- Opening Delimiter -
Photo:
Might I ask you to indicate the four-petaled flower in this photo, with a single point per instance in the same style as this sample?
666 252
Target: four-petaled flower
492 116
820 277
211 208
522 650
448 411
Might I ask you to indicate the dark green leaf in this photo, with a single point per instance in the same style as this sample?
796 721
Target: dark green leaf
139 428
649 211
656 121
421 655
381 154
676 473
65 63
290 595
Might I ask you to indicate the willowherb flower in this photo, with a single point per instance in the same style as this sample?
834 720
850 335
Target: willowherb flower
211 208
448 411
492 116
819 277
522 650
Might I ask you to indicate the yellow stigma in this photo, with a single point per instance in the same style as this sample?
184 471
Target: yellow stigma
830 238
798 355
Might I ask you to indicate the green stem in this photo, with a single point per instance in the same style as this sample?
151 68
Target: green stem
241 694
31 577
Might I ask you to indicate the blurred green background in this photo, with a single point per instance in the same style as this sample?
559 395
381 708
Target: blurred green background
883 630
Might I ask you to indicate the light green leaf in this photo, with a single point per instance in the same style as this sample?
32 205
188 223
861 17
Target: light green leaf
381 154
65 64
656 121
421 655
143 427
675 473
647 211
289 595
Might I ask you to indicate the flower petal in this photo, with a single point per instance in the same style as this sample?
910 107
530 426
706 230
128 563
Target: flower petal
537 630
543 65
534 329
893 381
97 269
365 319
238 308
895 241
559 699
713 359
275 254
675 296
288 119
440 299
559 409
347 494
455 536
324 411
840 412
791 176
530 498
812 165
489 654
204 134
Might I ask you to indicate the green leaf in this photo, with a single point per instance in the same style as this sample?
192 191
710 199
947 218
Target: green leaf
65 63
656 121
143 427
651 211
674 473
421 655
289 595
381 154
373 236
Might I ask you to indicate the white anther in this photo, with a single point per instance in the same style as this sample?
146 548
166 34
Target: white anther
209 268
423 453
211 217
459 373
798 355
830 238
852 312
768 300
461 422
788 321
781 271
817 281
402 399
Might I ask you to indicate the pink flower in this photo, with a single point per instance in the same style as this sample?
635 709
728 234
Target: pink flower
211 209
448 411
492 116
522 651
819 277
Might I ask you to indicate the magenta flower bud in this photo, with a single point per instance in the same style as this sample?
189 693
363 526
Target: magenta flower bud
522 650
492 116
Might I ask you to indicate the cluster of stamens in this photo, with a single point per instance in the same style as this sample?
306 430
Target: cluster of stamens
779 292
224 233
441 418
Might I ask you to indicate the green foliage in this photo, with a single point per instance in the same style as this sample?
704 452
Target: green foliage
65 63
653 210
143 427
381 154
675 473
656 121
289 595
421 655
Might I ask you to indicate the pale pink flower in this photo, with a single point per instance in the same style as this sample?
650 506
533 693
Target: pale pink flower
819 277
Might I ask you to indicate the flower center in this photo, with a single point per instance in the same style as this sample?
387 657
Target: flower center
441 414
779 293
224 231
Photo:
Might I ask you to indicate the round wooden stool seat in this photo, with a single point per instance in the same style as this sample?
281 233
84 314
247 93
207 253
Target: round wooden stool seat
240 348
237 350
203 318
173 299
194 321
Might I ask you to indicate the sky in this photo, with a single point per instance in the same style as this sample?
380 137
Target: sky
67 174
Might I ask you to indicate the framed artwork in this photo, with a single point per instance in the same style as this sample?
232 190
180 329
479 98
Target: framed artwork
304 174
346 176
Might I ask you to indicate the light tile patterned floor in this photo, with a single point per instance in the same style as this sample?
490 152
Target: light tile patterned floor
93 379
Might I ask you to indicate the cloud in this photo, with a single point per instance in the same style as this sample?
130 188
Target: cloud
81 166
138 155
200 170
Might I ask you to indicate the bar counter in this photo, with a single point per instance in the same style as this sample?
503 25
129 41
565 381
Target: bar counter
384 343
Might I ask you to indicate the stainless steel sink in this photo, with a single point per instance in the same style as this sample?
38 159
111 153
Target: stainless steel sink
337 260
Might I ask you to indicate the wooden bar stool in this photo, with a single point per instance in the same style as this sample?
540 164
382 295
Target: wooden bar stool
- Closing Delimiter -
An exact copy is required of each line from the one containing "Might I ask you to indicate the cloud" through the last line of the material, and of no other line.

**Exercise answer**:
Might I ask you to indicate the cloud in this photo, with a single point per instance in the same style as this sample?
130 188
Target: cloud
81 166
138 155
200 170
Might I ask you to indicate the bar counter in this photo, with a single point per instance in the same style as this sample?
503 25
129 41
565 381
Target: bar counter
384 343
Might I ask you to indicate the stainless steel sink in this photo, with a single point per instance in the same style as this sample?
38 159
111 153
Target: stainless steel sink
337 260
Might I ask you to indicate the wooden bar stool in this photo, with a single point per instance in the same style as this sample?
540 164
382 295
Target: wooden bar stool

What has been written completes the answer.